• PROVIDED RECORDS:
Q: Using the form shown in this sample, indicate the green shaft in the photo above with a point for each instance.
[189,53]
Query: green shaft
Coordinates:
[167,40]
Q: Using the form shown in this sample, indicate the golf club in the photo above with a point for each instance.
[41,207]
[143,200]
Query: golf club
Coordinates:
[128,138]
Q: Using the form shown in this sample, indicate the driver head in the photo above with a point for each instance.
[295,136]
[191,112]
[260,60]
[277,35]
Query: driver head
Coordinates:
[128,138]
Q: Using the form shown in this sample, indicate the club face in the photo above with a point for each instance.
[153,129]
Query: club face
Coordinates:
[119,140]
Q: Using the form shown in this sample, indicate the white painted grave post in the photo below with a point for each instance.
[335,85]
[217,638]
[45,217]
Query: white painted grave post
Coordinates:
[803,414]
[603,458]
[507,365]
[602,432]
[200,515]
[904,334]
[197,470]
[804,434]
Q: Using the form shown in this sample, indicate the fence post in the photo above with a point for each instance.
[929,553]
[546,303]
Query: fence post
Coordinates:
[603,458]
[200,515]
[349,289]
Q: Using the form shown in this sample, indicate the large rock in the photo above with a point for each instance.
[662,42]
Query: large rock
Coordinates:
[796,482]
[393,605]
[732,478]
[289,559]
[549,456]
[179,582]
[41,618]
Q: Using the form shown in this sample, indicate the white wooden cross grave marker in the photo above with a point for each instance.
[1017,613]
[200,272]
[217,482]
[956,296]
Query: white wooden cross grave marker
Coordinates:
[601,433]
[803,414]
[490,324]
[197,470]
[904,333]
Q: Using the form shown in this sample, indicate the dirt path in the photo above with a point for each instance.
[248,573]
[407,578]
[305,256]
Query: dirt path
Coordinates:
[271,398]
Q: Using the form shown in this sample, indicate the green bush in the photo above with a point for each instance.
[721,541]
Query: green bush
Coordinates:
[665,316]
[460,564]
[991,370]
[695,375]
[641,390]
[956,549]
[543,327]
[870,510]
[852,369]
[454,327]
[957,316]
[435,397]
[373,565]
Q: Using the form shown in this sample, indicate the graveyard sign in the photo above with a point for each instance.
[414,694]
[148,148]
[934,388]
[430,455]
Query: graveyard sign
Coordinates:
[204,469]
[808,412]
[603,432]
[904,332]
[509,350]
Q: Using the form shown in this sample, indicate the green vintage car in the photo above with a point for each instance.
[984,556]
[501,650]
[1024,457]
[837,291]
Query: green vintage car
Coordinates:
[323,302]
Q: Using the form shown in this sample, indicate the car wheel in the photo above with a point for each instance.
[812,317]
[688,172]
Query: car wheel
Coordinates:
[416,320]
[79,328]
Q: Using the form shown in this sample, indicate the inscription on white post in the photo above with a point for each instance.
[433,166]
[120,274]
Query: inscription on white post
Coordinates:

• AIM OF THE TASK: Take each line of the listing above and set it down again exactly.

• WRITTEN RESPONSE:
Q: Using the form shown in this sample, indicate the green shaft in the photo above with a point for each instance.
[189,53]
Query: green shaft
Coordinates:
[167,40]
Q: Using the form shown in this sample, indicate the golf club in the photo above with a point for each instance.
[41,207]
[143,200]
Query: golf club
Coordinates:
[128,138]
Q: Using the form shown in this sample, indicate the driver head in the photo above with a point for each instance.
[295,136]
[191,112]
[260,60]
[277,35]
Query: driver head
Coordinates:
[128,138]
Q: Using the form shown in this sample, indicate the club face in the photo above with a point for each instance.
[153,129]
Query: club face
Coordinates:
[119,140]
Q: Using the form shown in this sample, indicate the white painted grave post in the photo below with a point for each instance.
[335,85]
[217,638]
[45,217]
Query: white painted grave post
Coordinates:
[803,414]
[603,458]
[507,365]
[602,432]
[200,515]
[904,334]
[197,470]
[804,434]
Q: Using the form shown in this sample, indicate the fence post in the photo above with a point for each instance.
[929,553]
[546,303]
Query: fence post
Coordinates:
[603,458]
[200,515]
[349,289]
Q: Using the form shown in this sample, indicate the large rock in the photo above with a point for each instance.
[662,42]
Query: large rock
Coordinates:
[796,482]
[393,605]
[732,478]
[289,559]
[549,456]
[179,582]
[41,618]
Q: Using the form shown in this sample, indicate the white wooden cross grave marker in the photo above with a point for each instance.
[1017,613]
[200,272]
[217,482]
[956,296]
Query: white wooden cross grave marker
Coordinates:
[601,433]
[803,414]
[490,324]
[197,470]
[904,333]
Q: Using the form shown in this sample, indicate the dirt path in the photo above with a point for each instance.
[248,573]
[407,578]
[305,256]
Query: dirt path
Coordinates:
[271,398]
Q: Using the form shown in this sample, indicate the green bush in the photo above with a point for each instance.
[721,541]
Query: green bush
Coordinates:
[665,316]
[460,564]
[991,370]
[695,375]
[641,390]
[956,549]
[543,327]
[870,510]
[852,369]
[454,327]
[957,316]
[435,397]
[373,565]
Q: Using the form shown in this sample, indicate the graveyard sign in the photo above with a point for each instance.
[414,694]
[148,148]
[934,388]
[430,455]
Query: graveyard sign
Coordinates:
[204,469]
[808,412]
[603,432]
[904,332]
[509,350]
Q: Using the form shown in this sample, indicate the green vintage car in the photo above with a point for each instance.
[984,556]
[501,650]
[1024,457]
[837,291]
Query: green vintage car
Coordinates:
[323,302]
Q: Using the form shown in this sample, indicate the car wheel in the photo above with a point for each instance.
[812,317]
[688,172]
Query: car wheel
Coordinates:
[416,320]
[79,328]
Q: Using the form shown in this sample, indicate the inscription on white post in the photo above with a point for each instance.
[433,166]
[120,274]
Query: inscription on white post
Coordinates:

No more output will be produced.